### Work required
Transcribe these records exactly, dropping every picture.

Start of The data

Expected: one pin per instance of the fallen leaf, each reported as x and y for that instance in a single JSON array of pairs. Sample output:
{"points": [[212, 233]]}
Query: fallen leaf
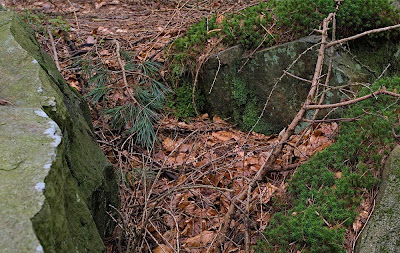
{"points": [[169, 144], [357, 225], [219, 19], [162, 248], [223, 135], [200, 240]]}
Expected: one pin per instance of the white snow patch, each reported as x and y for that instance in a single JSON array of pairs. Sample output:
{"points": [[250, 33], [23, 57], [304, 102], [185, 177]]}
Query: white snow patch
{"points": [[40, 186], [39, 248], [54, 132], [41, 113]]}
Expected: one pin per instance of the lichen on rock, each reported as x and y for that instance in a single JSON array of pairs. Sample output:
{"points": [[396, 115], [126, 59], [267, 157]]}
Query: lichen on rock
{"points": [[56, 185]]}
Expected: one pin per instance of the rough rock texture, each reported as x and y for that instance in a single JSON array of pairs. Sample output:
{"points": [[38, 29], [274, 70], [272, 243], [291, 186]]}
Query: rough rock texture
{"points": [[55, 183], [241, 96], [382, 232]]}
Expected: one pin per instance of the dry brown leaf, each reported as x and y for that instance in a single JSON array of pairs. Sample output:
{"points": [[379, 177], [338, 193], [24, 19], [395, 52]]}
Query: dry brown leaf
{"points": [[338, 174], [200, 240], [219, 19], [364, 214], [223, 135], [218, 120], [162, 248], [251, 160], [169, 144], [357, 225], [180, 159]]}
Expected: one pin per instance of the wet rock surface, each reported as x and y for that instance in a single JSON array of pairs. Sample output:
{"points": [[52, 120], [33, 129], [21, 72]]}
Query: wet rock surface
{"points": [[56, 185]]}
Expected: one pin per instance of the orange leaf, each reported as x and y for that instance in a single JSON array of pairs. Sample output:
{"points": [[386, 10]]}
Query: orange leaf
{"points": [[200, 240], [162, 248], [169, 144], [223, 135]]}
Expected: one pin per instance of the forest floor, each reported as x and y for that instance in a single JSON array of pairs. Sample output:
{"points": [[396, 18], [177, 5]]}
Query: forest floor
{"points": [[174, 196]]}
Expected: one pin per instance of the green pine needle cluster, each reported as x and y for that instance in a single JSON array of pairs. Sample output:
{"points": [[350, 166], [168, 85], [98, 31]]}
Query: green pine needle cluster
{"points": [[318, 196], [137, 120]]}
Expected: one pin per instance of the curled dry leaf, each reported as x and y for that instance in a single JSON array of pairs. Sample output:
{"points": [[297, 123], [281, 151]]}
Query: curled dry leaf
{"points": [[162, 248], [223, 135], [169, 144], [200, 240], [357, 225]]}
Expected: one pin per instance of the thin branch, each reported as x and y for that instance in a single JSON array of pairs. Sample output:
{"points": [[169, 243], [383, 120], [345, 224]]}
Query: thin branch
{"points": [[53, 47], [297, 77], [216, 74], [333, 43], [353, 101], [122, 66], [268, 164]]}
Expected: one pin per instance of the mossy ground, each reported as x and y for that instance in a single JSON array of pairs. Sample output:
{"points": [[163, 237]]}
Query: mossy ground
{"points": [[318, 196]]}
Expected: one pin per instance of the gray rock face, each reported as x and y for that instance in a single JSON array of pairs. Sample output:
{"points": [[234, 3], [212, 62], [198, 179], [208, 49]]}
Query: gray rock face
{"points": [[382, 232], [241, 96], [55, 183]]}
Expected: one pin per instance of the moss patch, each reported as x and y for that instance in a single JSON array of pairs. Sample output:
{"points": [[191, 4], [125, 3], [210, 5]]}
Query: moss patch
{"points": [[317, 194]]}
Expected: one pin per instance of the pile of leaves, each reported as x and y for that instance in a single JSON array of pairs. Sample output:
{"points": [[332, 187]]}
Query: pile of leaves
{"points": [[178, 194]]}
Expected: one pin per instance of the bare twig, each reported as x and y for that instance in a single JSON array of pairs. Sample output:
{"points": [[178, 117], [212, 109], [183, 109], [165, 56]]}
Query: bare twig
{"points": [[268, 164], [353, 101], [336, 42]]}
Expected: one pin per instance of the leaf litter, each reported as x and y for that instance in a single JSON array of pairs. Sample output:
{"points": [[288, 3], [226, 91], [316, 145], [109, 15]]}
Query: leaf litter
{"points": [[188, 180]]}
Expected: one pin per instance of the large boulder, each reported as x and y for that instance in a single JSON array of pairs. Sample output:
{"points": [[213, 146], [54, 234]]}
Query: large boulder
{"points": [[56, 186], [382, 232], [237, 85]]}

End of The data

### Answer to this exercise
Expected: one pin per instance of the fallen leaf, each reported as x and y for that instance in a single JSON array of pairs. Sample output:
{"points": [[212, 233]]}
Query: fallen leaf
{"points": [[169, 144], [357, 225], [219, 19], [162, 248], [223, 135], [200, 240]]}
Expected: one pin per instance of the white snow patch, each reported as x and y for that instance in a single JSON array of pairs. Sample output:
{"points": [[250, 33], [23, 57], [304, 102], [185, 177]]}
Query: white snow patch
{"points": [[40, 186], [39, 248], [54, 132], [41, 113]]}
Expected: one pin per instance of the lichen on rock, each reported as x and y for that instance in a single JSON array of pairs. Sample output:
{"points": [[396, 115], [126, 59], [267, 157]]}
Query: lichen on rock
{"points": [[56, 185]]}
Expected: one pin per instance of the rough rock texture, each reported as x and y for that instance in a single JSON array of pairs. Sample output:
{"points": [[38, 29], [274, 70], [272, 243], [291, 186]]}
Query: rough rock texture
{"points": [[55, 183], [241, 96], [382, 232]]}
Expected: one pin per instance of the dry brown leaf, each reported as x and y for that instance in a single JSON array of pairs. Sample output:
{"points": [[379, 177], [338, 193], [24, 19], [395, 52]]}
Query: dry brown leaf
{"points": [[338, 174], [200, 240], [219, 19], [364, 214], [223, 135], [218, 120], [162, 248], [251, 160], [169, 144], [357, 225], [180, 159]]}
Expected: one pin per instance of the wet rock surface, each reported as x and y for that instance in a single JSON array of pairs. Sample output:
{"points": [[52, 120], [33, 129], [21, 72]]}
Query: wet rock surface
{"points": [[56, 185]]}
Expected: one pin per instance of the orange leaf, each reported as x and y for that instance in a single JSON array of pairs. Sample output:
{"points": [[386, 10]]}
Query: orange leaf
{"points": [[200, 240], [162, 248], [169, 144], [223, 135]]}
Expected: one pin per instance of the forest floor, each reported as x and y for that instance in a single JSON array of pairs. Sample output:
{"points": [[396, 18], [177, 5]]}
Query: forest floor
{"points": [[174, 196]]}
Expected: one pin per instance of the green pine needle cluster, each reported as x and y for that instance in a single JSON array of pairs. Sample output:
{"points": [[350, 166], [168, 85], [98, 31]]}
Query: green pine needle cluster
{"points": [[318, 196], [137, 120]]}
Expected: one pin per instance of the curled dry leaf, each reported as x and y for that instance in a single JSON array of pairs. Sample output:
{"points": [[297, 123], [281, 151]]}
Query: curled dry leaf
{"points": [[162, 248], [223, 135], [169, 144], [200, 240], [357, 225]]}
Expected: one pin per instance of the thin branch, each reported as x and y for that instance in a single JSON array of pairs. Sample output:
{"points": [[169, 243], [383, 120], [345, 224]]}
Query: thin branch
{"points": [[53, 47], [297, 77], [216, 74], [333, 43], [353, 101], [122, 66], [268, 164]]}
Expected: one pin per instance of the mossy ground, each reported as x and y for that instance in a single JSON array of pairs. Sample output:
{"points": [[163, 237]]}
Query: mossy ground
{"points": [[318, 196]]}
Expected: one pin per instance of the gray rock face, each reported as x and y for that instance in a single JSON array of pairs. Sample output:
{"points": [[234, 3], [212, 62], [198, 179], [208, 49]]}
Query: gray rock face
{"points": [[382, 232], [241, 96], [55, 183]]}
Expected: one pin per instance of the moss patch, each reported as x and y for that instance in a single JSON array of pairs. Sample output:
{"points": [[191, 4], [125, 3], [210, 5]]}
Query: moss patch
{"points": [[317, 194]]}
Expected: one pin per instance of the pile of leaves, each reported as x and y for that instance in a single JSON array of pairs. Sample output:
{"points": [[332, 187]]}
Query: pile of leaves
{"points": [[178, 194]]}
Expected: one pin per instance of the bare twig, each reported as x and y for that instance in a single JSON array of pairs. Sample output:
{"points": [[178, 117], [212, 109], [183, 109], [165, 56]]}
Query: bare twig
{"points": [[268, 164], [353, 101], [336, 42]]}
Expected: one pin per instance of the leaf litter, each reported as x and y for that instance in a single JSON array of pairs. Sample output:
{"points": [[288, 3], [226, 91], [316, 145], [109, 15]]}
Query: leaf litter
{"points": [[188, 180]]}
Expected: one pin per instance of the large boulder, each reported as x and y for that instance in a single JSON array of pairs. Sample output:
{"points": [[213, 146], [54, 234]]}
Query: large boulder
{"points": [[56, 186], [382, 232], [237, 85]]}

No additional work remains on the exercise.